■ OBJECTIVES
a – Condense the paragraph of the thread about Codesmith resumes that begins "I don't have all the answers" into a shorter version that keeps its main facts.
b – In the thread about Codesmith resumes, list every size and fraction mentioned in the paragraph that begins "Maybe an analogy is if a pie factory."

■ QUOTED PASSAGE
§
I understand your position is both similar and different from others. I've heard from people that agree with you and people who haven't, who have sent over anecdotes of talking to Eric. Or anecdotes of talking to a career support engineer to make their resume qualify for certain jobs
I don't have all the answers but Triathlete I assure you two things: 1. I have shown OSP resume snippets to industry friends who think the way OSP are portrayed, even when disclosed on fine print, is lying. 2. we have done recruiter training at Formation to identify Codesmith resumes because they were repeatedly flagged as industry experienced engineers at application time because of the OSP portrayal as a work experience, repeatedly.
I understand pushback on second hand accounts when you have first hand experience but you cannot tell me that my first hand account is wrong, that the majority of Codesmith people I've seen first hand do this.
Maybe an analogy is if a pie factory. They are legally required to make 9 inch pies. For some reason they always sell only 2/3 of their pies and the other 1/3 no one buys. They realize the 2/3 that sell are actually unintentionally 10 inch pies and customers were just only buying the larger pies! Leadership is outraged that they are making illegal 10 inch pies and demands this to stop. And then for some reason 2/3 of pies just keep end up being 10 inches despite all of their efforts to stop this. Sure there can many reasons why.... but 1. it's happening. 2. if its happening, someone is responsible, and saying "don't make illegal pies" isn't enough.
That said, I will continue to call this out specifically and appreciate continued discussion, it's complex and nuanced.
u/Potatoupe wrote (the comment Michael replied to):
I think I got the same "quantify success" advice. But it was more along the lines of not putting "made dashboard for company metrics" to "made a metrics dashboard that improved RCA reports creation, which saved x amount of time per week". So that there is more meaningful informat
u/michaelnovatireplied·★ FEATURED
This is very subtle but not many bootcamp projects have numbers.
§
■ PROVIDED RECORDS
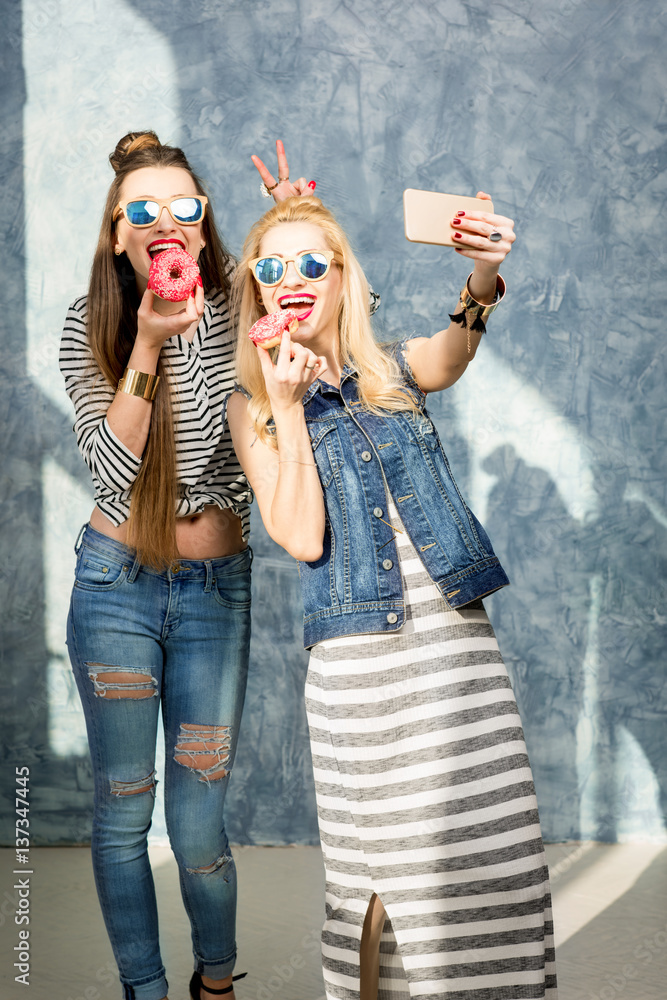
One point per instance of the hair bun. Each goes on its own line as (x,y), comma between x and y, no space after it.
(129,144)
§
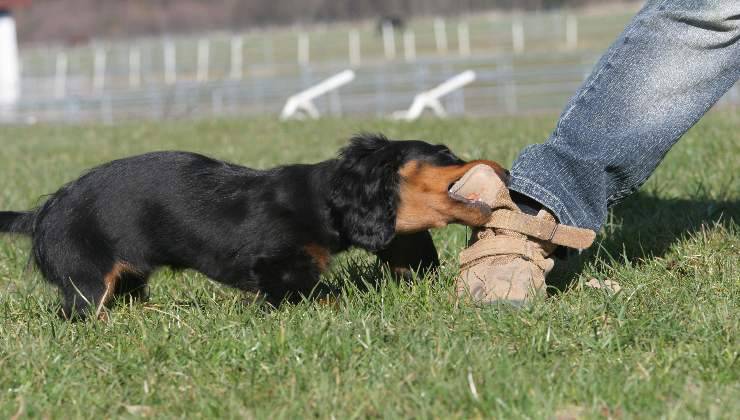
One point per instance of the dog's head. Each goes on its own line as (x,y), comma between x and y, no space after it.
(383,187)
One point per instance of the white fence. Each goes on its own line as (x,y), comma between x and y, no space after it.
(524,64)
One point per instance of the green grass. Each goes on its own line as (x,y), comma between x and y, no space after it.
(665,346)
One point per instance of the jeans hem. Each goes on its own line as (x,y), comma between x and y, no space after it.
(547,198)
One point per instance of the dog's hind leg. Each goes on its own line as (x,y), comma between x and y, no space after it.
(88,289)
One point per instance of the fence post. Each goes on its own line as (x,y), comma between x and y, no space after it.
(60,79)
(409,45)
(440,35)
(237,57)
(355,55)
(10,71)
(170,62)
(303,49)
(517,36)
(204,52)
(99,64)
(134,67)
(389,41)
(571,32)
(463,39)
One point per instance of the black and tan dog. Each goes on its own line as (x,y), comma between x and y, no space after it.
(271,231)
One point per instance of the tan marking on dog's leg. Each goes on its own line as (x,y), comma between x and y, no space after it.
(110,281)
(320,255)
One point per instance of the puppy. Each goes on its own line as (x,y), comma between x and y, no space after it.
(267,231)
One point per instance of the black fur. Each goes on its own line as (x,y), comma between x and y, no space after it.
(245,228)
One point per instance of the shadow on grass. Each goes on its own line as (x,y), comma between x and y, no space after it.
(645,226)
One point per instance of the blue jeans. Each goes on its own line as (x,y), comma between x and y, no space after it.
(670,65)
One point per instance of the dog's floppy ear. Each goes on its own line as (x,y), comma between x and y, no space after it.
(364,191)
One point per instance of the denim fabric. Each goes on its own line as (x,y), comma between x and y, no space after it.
§
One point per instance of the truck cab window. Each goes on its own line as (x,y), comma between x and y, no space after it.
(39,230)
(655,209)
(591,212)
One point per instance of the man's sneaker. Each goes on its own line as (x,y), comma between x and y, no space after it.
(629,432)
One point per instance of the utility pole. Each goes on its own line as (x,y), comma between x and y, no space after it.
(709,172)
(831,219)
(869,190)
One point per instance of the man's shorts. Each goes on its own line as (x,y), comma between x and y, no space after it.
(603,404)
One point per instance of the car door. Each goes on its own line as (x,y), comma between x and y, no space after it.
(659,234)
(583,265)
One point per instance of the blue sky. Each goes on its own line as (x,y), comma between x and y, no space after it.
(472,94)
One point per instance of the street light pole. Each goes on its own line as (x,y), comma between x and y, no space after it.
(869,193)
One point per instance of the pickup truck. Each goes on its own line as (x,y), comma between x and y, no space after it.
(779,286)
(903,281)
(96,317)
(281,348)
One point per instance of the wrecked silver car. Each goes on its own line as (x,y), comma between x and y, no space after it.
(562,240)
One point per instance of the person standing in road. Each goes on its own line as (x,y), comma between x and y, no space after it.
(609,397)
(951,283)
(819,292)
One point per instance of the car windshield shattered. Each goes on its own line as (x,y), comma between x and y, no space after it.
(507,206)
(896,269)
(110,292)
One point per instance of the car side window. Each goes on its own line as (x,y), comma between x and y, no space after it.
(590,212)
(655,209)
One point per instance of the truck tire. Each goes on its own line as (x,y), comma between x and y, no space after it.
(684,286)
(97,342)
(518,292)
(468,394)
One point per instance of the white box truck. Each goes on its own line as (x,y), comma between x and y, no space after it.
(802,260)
§
■ REPLIES
a – The writer tells Triathlete two things. First, industry friends who saw OSP resume snippets consider the way OSP are presented to be lying, even when it is disclosed in fine print. Second, Formation trained its recruiters to identify Codesmith resumes because they were repeatedly flagged as coming from industry-experienced engineers at application time, since OSP was presented as work experience.

b –
- 9 inch
- 2/3
- 1/3
- 10 inch